■ DOCUMENT EXTRACT:

(begin)

The island erupted on to the world’s financial stage in the early years of this decade. Icelanders bought up swaths of eastern Europe’s telecommunications market, some of the best-known names on the UK’s high street, including House of Fraser and Hamleys, and much of the Nordic banking system.
Inevitably, observers questioned where the money had come from. Tales of strange links to Russia abounded. “It is often implied that there is something dubious or shady about the origin of Icelandic financial strength,” Ólafur Ragnar Grímsson, president, said in 2006, commenting on “far-fetched explanations” of Iceland’s sudden wealth.
Much of the mystery centred around the charismatic figure of Thor Björgólfsson, even now barely 40, Iceland’s richest man and founder of Actavis, the world’s fourth largest maker of generic drugs. He began his career by setting up a brewery in St Petersburg, which he sold to Heineken in 2002. The sale earned him $100m.
About the same time, Jón Ásgeir Jóhannesson, the youthful chief executive of Baugur, Iceland’s biggest retailer, suddenly materialised as the unknown acquirer of a big stake in Arcadia, the UK retail chain.
In reality, said Mr Grímsson, Iceland’s success was easily explained. The country had benefited from a fortuitous combination: globalisation and widespread removal of trade and financial controls, together with innovations in information technology that made its geographical isolation irrelevant.

(end)

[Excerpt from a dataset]
(begin)

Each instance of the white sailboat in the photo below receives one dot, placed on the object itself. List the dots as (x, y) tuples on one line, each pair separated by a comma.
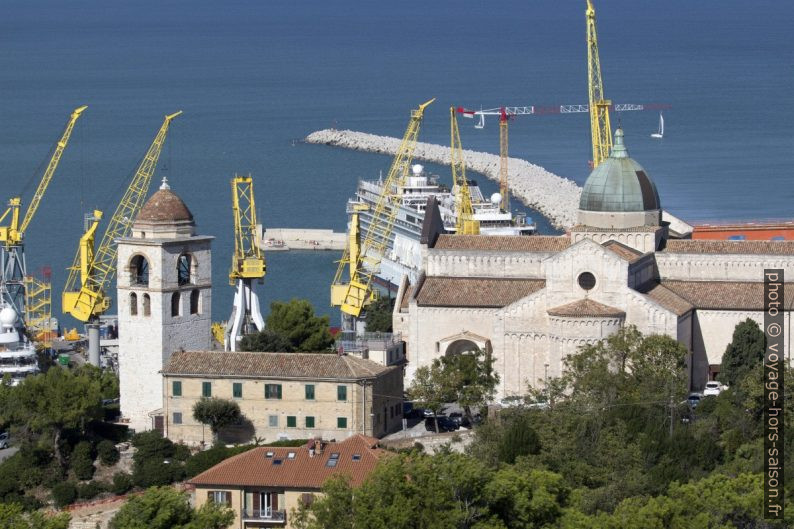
[(659, 134)]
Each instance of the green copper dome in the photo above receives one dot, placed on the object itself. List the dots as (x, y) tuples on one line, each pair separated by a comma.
[(619, 184)]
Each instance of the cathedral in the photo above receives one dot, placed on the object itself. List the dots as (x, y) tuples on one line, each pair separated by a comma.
[(532, 301)]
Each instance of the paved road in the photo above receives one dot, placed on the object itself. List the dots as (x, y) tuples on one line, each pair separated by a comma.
[(8, 452)]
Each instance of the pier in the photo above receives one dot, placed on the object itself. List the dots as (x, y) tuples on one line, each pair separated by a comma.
[(277, 239)]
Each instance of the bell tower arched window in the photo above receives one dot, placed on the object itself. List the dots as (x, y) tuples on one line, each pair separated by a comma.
[(183, 269), (139, 270)]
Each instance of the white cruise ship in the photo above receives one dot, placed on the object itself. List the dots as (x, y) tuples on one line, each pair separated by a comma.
[(403, 251), (17, 355)]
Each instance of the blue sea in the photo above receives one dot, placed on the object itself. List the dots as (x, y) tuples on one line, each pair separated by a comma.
[(252, 76)]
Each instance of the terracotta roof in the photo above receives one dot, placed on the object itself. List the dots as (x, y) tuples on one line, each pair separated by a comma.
[(730, 247), (504, 243), (485, 292), (668, 299), (272, 365), (729, 295), (164, 206), (254, 469), (586, 308), (624, 252), (640, 229)]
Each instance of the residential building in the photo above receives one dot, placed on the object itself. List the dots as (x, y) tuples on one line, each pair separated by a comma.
[(263, 485), (282, 395)]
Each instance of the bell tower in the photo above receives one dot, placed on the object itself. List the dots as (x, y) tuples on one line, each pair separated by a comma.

(end)

■ EXERCISE PROMPT: Reproduce the passage on Iceland's sudden wealth word for word, starting at "Inevitably, observers questioned" and ending at "UK retail chain.".

■ TASK OUTPUT:
Inevitably, observers questioned where the money had come from. Tales of strange links to Russia abounded. “It is often implied that there is something dubious or shady about the origin of Icelandic financial strength,” Ólafur Ragnar Grímsson, president, said in 2006, commenting on “far-fetched explanations” of Iceland’s sudden wealth.
Much of the mystery centred around the charismatic figure of Thor Björgólfsson, even now barely 40, Iceland’s richest man and founder of Actavis, the world’s fourth largest maker of generic drugs. He began his career by setting up a brewery in St Petersburg, which he sold to Heineken in 2002. The sale earned him $100m.
About the same time, Jón Ásgeir Jóhannesson, the youthful chief executive of Baugur, Iceland’s biggest retailer, suddenly materialised as the unknown acquirer of a big stake in Arcadia, the UK retail chain.